■ Brief 1: From the passage about the Kabul camp for internally displaced people, copy word for word the part that opens with the words containing "When Jacob and" and closes with "the world starves.".
■ Brief 2: Continue the passage about Jacob's visit to the Kabul camp for internally displaced people, starting right after its final sentence.
Selected extract Start Marker
When Jacob and I visited Kabul's internally-displaced person's camp, many of the people we met were farmers from Helmand and other provinces where much of the heavy fighting was. They were uprooted from their homes and their land because of drought and war. Being a farmer, Jacob understood what land meant to a person on a spiritual level and how one can live off of that land. He could imagine his own family losing their land because of war and drought, having to leave the mountains to be "a refugee in my homeland." One of his favorite memories was meeting Abdulai. He couldn't believe it, Abdulai a mountain boy, Jacob a hillbilly. They had both just finished tending the fields and discussed the insanity of farmers killing farmers while the world starves.
Selected extract End Marker
Dataset excerpts Start Marker
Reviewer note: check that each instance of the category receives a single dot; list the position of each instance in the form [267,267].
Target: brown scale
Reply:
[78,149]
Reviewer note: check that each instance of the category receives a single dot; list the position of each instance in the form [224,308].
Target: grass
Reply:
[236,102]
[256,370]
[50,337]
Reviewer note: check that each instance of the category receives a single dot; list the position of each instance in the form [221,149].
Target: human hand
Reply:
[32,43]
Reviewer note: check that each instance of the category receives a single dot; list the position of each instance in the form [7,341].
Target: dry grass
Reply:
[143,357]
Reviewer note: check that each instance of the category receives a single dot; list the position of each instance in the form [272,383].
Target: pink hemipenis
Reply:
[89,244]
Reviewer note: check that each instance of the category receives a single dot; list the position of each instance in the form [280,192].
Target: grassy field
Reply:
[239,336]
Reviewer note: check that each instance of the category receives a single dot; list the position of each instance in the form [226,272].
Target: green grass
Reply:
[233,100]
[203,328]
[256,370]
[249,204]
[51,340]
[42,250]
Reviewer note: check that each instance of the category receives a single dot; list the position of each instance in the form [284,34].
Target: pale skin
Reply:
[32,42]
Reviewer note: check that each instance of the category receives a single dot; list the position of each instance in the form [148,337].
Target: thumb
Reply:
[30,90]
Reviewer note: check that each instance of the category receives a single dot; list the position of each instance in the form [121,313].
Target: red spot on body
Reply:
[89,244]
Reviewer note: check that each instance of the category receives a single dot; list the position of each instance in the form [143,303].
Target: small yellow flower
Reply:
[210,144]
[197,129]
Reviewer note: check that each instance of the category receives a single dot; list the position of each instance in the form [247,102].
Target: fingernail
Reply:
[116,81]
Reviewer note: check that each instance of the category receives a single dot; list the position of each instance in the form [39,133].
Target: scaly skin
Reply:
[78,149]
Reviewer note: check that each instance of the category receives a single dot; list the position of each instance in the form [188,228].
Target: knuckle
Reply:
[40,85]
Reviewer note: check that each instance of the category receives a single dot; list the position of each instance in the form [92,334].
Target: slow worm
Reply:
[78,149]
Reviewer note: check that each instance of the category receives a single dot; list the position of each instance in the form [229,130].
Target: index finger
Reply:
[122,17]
Dataset excerpts End Marker
■ Your response 1:
When Jacob and I visited Kabul's internally-displaced person's camp, many of the people we met were farmers from Helmand and other provinces where much of the heavy fighting was. They were uprooted from their homes and their land because of drought and war. Being a farmer, Jacob understood what land meant to a person on a spiritual level and how one can live off of that land. He could imagine his own family losing their land because of war and drought, having to leave the mountains to be "a refugee in my homeland." One of his favorite memories was meeting Abdulai. He couldn't believe it, Abdulai a mountain boy, Jacob a hillbilly. They had both just finished tending the fields and discussed the insanity of farmers killing farmers while the world starves.

■ Your response 2:
Many people didn't know how much pain Jacob carried home from the war. I think what tears many people up about Jacob's suicide is that he was such a caring, wise person who could love people so effortlessly. He understood moral injury and healing so well. How could this happen to him of all people? I think about where Jacob was before he began his journey with peace, when his enlistment ended after three deployments. How alone he felt. How he dreamt about death and images of terror in Afghan eyes. How he kept his story and his feelings to himself. How he couldn't hold down a relationship. How he self-medicated with alcohol to deal with the pain, and how angry that made him. I don't think he was ever able to shed that pain. But I know that he was proud of some of the changes that he was able to make toward the end. When Jacob and I walked through Shar-e Naw Park, he showed me a tattoo that read, "I don't drink the bottle. It drinks me." It was a reminder of a time when his life was full of sorrow and when he couldn't find any relief but through drinking. And he was grateful that in his later years, this sorrow was punctuated by frequent moments of overwhelming joy, companionship, awesome wonder, and enlightenment—moments he may have never had if he never started riding his bicycle around the country. He was very proud that later in life, he achieved sobriety and could find relief without the bottle. He was proud that he stopped his brother from going to war. And I know that he cherished each and every one of us who knew him. But there are many sources of pain in a person's life, and only he knows the story that led up to his last decision.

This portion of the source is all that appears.